Challenge. Look below for the line with "Where can you spot the sunlit", and from there restate every line word for word until the entries end.

Collected data entries.
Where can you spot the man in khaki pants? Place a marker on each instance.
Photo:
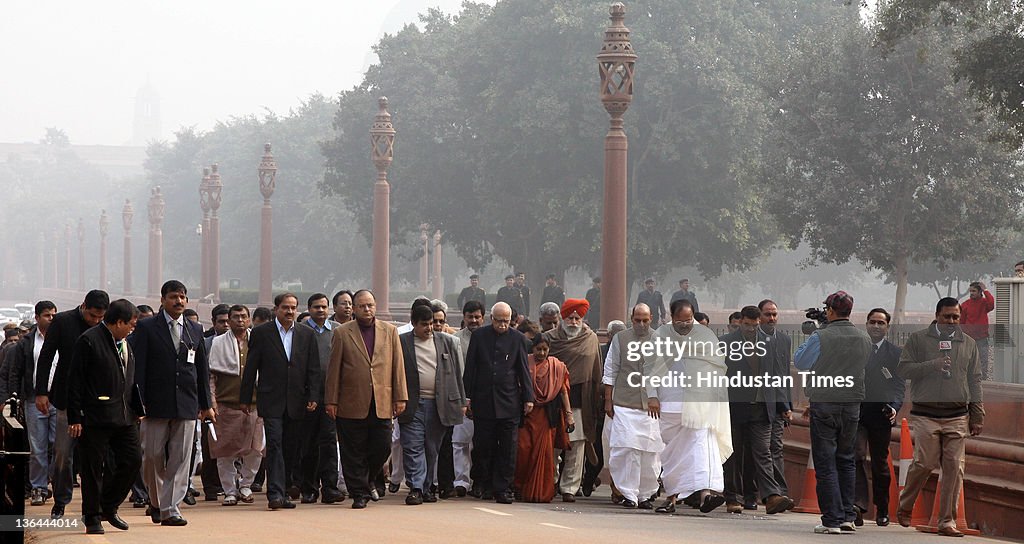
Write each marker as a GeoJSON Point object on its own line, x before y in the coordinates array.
{"type": "Point", "coordinates": [941, 363]}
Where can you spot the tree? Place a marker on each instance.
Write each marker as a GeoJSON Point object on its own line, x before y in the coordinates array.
{"type": "Point", "coordinates": [987, 52]}
{"type": "Point", "coordinates": [499, 130]}
{"type": "Point", "coordinates": [884, 159]}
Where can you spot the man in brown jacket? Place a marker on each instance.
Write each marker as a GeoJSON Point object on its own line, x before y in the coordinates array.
{"type": "Point", "coordinates": [942, 365]}
{"type": "Point", "coordinates": [365, 389]}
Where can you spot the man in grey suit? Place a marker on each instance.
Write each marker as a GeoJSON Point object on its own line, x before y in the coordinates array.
{"type": "Point", "coordinates": [436, 393]}
{"type": "Point", "coordinates": [284, 367]}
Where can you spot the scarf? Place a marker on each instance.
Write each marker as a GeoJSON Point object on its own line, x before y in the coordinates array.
{"type": "Point", "coordinates": [224, 357]}
{"type": "Point", "coordinates": [549, 377]}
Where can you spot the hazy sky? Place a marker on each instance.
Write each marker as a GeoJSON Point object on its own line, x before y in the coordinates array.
{"type": "Point", "coordinates": [77, 65]}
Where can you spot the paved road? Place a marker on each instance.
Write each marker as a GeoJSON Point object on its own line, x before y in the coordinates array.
{"type": "Point", "coordinates": [467, 519]}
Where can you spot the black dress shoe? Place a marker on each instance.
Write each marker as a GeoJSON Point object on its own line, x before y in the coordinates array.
{"type": "Point", "coordinates": [414, 498]}
{"type": "Point", "coordinates": [281, 503]}
{"type": "Point", "coordinates": [92, 526]}
{"type": "Point", "coordinates": [116, 520]}
{"type": "Point", "coordinates": [333, 498]}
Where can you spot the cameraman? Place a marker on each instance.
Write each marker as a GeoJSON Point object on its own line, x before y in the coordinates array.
{"type": "Point", "coordinates": [838, 350]}
{"type": "Point", "coordinates": [942, 365]}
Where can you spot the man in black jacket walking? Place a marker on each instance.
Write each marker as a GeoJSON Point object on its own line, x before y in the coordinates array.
{"type": "Point", "coordinates": [100, 414]}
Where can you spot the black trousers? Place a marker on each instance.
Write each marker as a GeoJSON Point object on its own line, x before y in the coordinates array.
{"type": "Point", "coordinates": [366, 445]}
{"type": "Point", "coordinates": [105, 485]}
{"type": "Point", "coordinates": [873, 434]}
{"type": "Point", "coordinates": [754, 432]}
{"type": "Point", "coordinates": [320, 454]}
{"type": "Point", "coordinates": [445, 463]}
{"type": "Point", "coordinates": [495, 448]}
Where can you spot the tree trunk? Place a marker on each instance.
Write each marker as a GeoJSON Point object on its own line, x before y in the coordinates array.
{"type": "Point", "coordinates": [899, 309]}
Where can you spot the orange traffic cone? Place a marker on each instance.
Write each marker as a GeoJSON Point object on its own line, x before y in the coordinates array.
{"type": "Point", "coordinates": [933, 520]}
{"type": "Point", "coordinates": [809, 499]}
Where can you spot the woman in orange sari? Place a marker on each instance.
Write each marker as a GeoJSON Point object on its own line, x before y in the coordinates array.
{"type": "Point", "coordinates": [546, 426]}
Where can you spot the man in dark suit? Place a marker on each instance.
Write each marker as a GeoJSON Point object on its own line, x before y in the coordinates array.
{"type": "Point", "coordinates": [365, 390]}
{"type": "Point", "coordinates": [65, 330]}
{"type": "Point", "coordinates": [284, 367]}
{"type": "Point", "coordinates": [500, 390]}
{"type": "Point", "coordinates": [436, 400]}
{"type": "Point", "coordinates": [173, 378]}
{"type": "Point", "coordinates": [884, 390]}
{"type": "Point", "coordinates": [752, 411]}
{"type": "Point", "coordinates": [101, 414]}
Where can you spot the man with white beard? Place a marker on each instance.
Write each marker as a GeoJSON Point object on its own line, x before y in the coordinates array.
{"type": "Point", "coordinates": [635, 437]}
{"type": "Point", "coordinates": [695, 425]}
{"type": "Point", "coordinates": [577, 345]}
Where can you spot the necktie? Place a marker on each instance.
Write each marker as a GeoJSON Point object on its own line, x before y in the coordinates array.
{"type": "Point", "coordinates": [175, 335]}
{"type": "Point", "coordinates": [123, 351]}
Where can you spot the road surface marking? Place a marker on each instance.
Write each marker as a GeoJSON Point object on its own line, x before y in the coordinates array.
{"type": "Point", "coordinates": [488, 510]}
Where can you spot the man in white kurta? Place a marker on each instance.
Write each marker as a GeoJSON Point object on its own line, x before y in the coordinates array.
{"type": "Point", "coordinates": [694, 420]}
{"type": "Point", "coordinates": [634, 436]}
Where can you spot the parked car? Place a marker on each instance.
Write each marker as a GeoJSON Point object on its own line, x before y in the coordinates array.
{"type": "Point", "coordinates": [28, 310]}
{"type": "Point", "coordinates": [9, 316]}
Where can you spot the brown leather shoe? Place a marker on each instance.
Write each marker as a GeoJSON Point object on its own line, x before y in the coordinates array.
{"type": "Point", "coordinates": [903, 517]}
{"type": "Point", "coordinates": [777, 503]}
{"type": "Point", "coordinates": [950, 532]}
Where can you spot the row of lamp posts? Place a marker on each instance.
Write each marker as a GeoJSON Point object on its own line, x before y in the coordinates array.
{"type": "Point", "coordinates": [615, 63]}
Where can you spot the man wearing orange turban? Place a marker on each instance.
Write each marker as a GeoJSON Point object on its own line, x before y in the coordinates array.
{"type": "Point", "coordinates": [576, 344]}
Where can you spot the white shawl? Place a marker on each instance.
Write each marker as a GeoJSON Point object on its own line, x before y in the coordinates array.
{"type": "Point", "coordinates": [224, 357]}
{"type": "Point", "coordinates": [697, 407]}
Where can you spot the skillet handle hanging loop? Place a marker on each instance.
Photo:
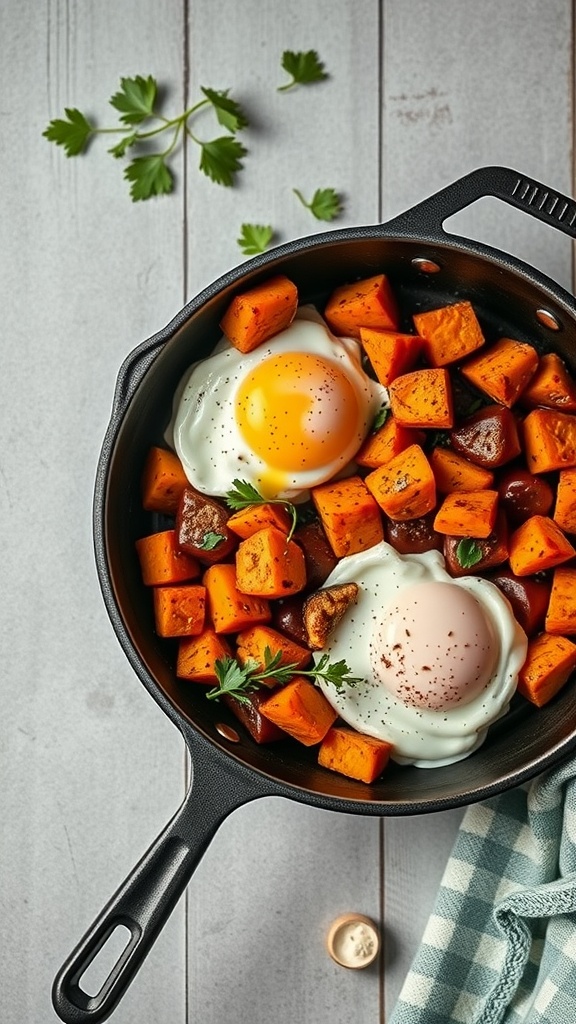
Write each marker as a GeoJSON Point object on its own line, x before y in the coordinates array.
{"type": "Point", "coordinates": [518, 189]}
{"type": "Point", "coordinates": [145, 901]}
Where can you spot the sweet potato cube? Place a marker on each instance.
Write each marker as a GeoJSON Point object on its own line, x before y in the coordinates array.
{"type": "Point", "coordinates": [252, 643]}
{"type": "Point", "coordinates": [319, 557]}
{"type": "Point", "coordinates": [179, 611]}
{"type": "Point", "coordinates": [388, 440]}
{"type": "Point", "coordinates": [391, 353]}
{"type": "Point", "coordinates": [493, 550]}
{"type": "Point", "coordinates": [488, 437]}
{"type": "Point", "coordinates": [256, 314]}
{"type": "Point", "coordinates": [162, 561]}
{"type": "Point", "coordinates": [565, 509]}
{"type": "Point", "coordinates": [197, 656]}
{"type": "Point", "coordinates": [366, 303]}
{"type": "Point", "coordinates": [467, 513]}
{"type": "Point", "coordinates": [561, 614]}
{"type": "Point", "coordinates": [503, 371]}
{"type": "Point", "coordinates": [549, 440]}
{"type": "Point", "coordinates": [453, 472]}
{"type": "Point", "coordinates": [354, 755]}
{"type": "Point", "coordinates": [248, 713]}
{"type": "Point", "coordinates": [163, 481]}
{"type": "Point", "coordinates": [350, 515]}
{"type": "Point", "coordinates": [529, 599]}
{"type": "Point", "coordinates": [301, 711]}
{"type": "Point", "coordinates": [405, 486]}
{"type": "Point", "coordinates": [249, 520]}
{"type": "Point", "coordinates": [202, 528]}
{"type": "Point", "coordinates": [449, 333]}
{"type": "Point", "coordinates": [270, 565]}
{"type": "Point", "coordinates": [551, 386]}
{"type": "Point", "coordinates": [422, 398]}
{"type": "Point", "coordinates": [548, 665]}
{"type": "Point", "coordinates": [538, 544]}
{"type": "Point", "coordinates": [230, 610]}
{"type": "Point", "coordinates": [325, 608]}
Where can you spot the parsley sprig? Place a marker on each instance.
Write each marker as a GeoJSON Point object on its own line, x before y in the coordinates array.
{"type": "Point", "coordinates": [254, 238]}
{"type": "Point", "coordinates": [243, 495]}
{"type": "Point", "coordinates": [141, 123]}
{"type": "Point", "coordinates": [468, 552]}
{"type": "Point", "coordinates": [324, 205]}
{"type": "Point", "coordinates": [303, 69]}
{"type": "Point", "coordinates": [237, 680]}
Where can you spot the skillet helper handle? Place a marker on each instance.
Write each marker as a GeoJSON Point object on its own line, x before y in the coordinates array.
{"type": "Point", "coordinates": [146, 900]}
{"type": "Point", "coordinates": [501, 182]}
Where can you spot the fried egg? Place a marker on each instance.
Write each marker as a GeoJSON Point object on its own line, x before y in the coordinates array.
{"type": "Point", "coordinates": [439, 657]}
{"type": "Point", "coordinates": [285, 417]}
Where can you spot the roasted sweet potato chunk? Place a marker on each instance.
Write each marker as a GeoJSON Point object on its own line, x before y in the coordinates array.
{"type": "Point", "coordinates": [489, 437]}
{"type": "Point", "coordinates": [202, 528]}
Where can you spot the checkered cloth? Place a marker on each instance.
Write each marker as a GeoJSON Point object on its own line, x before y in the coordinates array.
{"type": "Point", "coordinates": [500, 944]}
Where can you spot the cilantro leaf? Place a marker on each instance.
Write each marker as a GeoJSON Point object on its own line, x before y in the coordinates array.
{"type": "Point", "coordinates": [150, 176]}
{"type": "Point", "coordinates": [73, 134]}
{"type": "Point", "coordinates": [211, 541]}
{"type": "Point", "coordinates": [243, 495]}
{"type": "Point", "coordinates": [236, 680]}
{"type": "Point", "coordinates": [229, 113]}
{"type": "Point", "coordinates": [254, 238]}
{"type": "Point", "coordinates": [220, 159]}
{"type": "Point", "coordinates": [135, 99]}
{"type": "Point", "coordinates": [303, 68]}
{"type": "Point", "coordinates": [325, 204]}
{"type": "Point", "coordinates": [380, 418]}
{"type": "Point", "coordinates": [468, 552]}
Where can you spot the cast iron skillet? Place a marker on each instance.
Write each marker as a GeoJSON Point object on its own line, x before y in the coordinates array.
{"type": "Point", "coordinates": [509, 297]}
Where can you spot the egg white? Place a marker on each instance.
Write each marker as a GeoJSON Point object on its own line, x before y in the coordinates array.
{"type": "Point", "coordinates": [204, 431]}
{"type": "Point", "coordinates": [419, 736]}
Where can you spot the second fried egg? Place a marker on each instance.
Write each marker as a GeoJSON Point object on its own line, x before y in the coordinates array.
{"type": "Point", "coordinates": [438, 657]}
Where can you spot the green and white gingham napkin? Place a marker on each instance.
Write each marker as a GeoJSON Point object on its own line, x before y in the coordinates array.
{"type": "Point", "coordinates": [500, 944]}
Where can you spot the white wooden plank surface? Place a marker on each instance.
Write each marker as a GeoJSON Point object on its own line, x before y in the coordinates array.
{"type": "Point", "coordinates": [420, 92]}
{"type": "Point", "coordinates": [90, 768]}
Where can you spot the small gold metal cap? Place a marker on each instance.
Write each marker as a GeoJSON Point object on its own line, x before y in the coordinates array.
{"type": "Point", "coordinates": [353, 940]}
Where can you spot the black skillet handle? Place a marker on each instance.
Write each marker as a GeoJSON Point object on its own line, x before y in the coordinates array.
{"type": "Point", "coordinates": [145, 901]}
{"type": "Point", "coordinates": [545, 204]}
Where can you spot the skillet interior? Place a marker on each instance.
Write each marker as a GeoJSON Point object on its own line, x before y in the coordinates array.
{"type": "Point", "coordinates": [518, 747]}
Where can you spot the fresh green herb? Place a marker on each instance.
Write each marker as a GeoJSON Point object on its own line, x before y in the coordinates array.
{"type": "Point", "coordinates": [73, 133]}
{"type": "Point", "coordinates": [324, 205]}
{"type": "Point", "coordinates": [254, 239]}
{"type": "Point", "coordinates": [303, 68]}
{"type": "Point", "coordinates": [236, 680]}
{"type": "Point", "coordinates": [140, 122]}
{"type": "Point", "coordinates": [439, 438]}
{"type": "Point", "coordinates": [468, 553]}
{"type": "Point", "coordinates": [211, 541]}
{"type": "Point", "coordinates": [243, 495]}
{"type": "Point", "coordinates": [380, 418]}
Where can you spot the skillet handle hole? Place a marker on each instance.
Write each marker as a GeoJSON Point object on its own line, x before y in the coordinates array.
{"type": "Point", "coordinates": [108, 958]}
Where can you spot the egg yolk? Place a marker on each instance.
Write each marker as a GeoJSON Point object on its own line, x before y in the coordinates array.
{"type": "Point", "coordinates": [299, 412]}
{"type": "Point", "coordinates": [435, 648]}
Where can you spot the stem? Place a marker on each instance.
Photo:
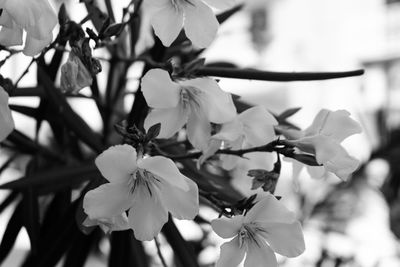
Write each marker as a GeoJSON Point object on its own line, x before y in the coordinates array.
{"type": "Point", "coordinates": [159, 252]}
{"type": "Point", "coordinates": [251, 74]}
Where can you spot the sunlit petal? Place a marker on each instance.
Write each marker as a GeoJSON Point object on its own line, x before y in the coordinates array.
{"type": "Point", "coordinates": [258, 126]}
{"type": "Point", "coordinates": [165, 169]}
{"type": "Point", "coordinates": [269, 209]}
{"type": "Point", "coordinates": [183, 205]}
{"type": "Point", "coordinates": [107, 200]}
{"type": "Point", "coordinates": [217, 104]}
{"type": "Point", "coordinates": [147, 215]}
{"type": "Point", "coordinates": [200, 24]}
{"type": "Point", "coordinates": [227, 227]}
{"type": "Point", "coordinates": [117, 163]}
{"type": "Point", "coordinates": [221, 4]}
{"type": "Point", "coordinates": [159, 90]}
{"type": "Point", "coordinates": [231, 254]}
{"type": "Point", "coordinates": [171, 119]}
{"type": "Point", "coordinates": [260, 256]}
{"type": "Point", "coordinates": [285, 239]}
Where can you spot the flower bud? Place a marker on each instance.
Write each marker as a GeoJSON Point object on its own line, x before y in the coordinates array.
{"type": "Point", "coordinates": [74, 75]}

Full solution.
Where can you spot the sunlit petal? Place a marker on each instance.
Write each marker as a GeoJSON Point object on its own line, x before y in the coordinates array.
{"type": "Point", "coordinates": [258, 126]}
{"type": "Point", "coordinates": [165, 169]}
{"type": "Point", "coordinates": [269, 209]}
{"type": "Point", "coordinates": [183, 205]}
{"type": "Point", "coordinates": [107, 200]}
{"type": "Point", "coordinates": [217, 104]}
{"type": "Point", "coordinates": [147, 215]}
{"type": "Point", "coordinates": [200, 24]}
{"type": "Point", "coordinates": [227, 227]}
{"type": "Point", "coordinates": [117, 163]}
{"type": "Point", "coordinates": [221, 4]}
{"type": "Point", "coordinates": [159, 90]}
{"type": "Point", "coordinates": [231, 254]}
{"type": "Point", "coordinates": [171, 119]}
{"type": "Point", "coordinates": [260, 256]}
{"type": "Point", "coordinates": [285, 239]}
Where can you spot the flower bud? Place a marker on each instance.
Write each marker as a GeoJSON Point object on its own line, x before y in the coordinates array.
{"type": "Point", "coordinates": [74, 75]}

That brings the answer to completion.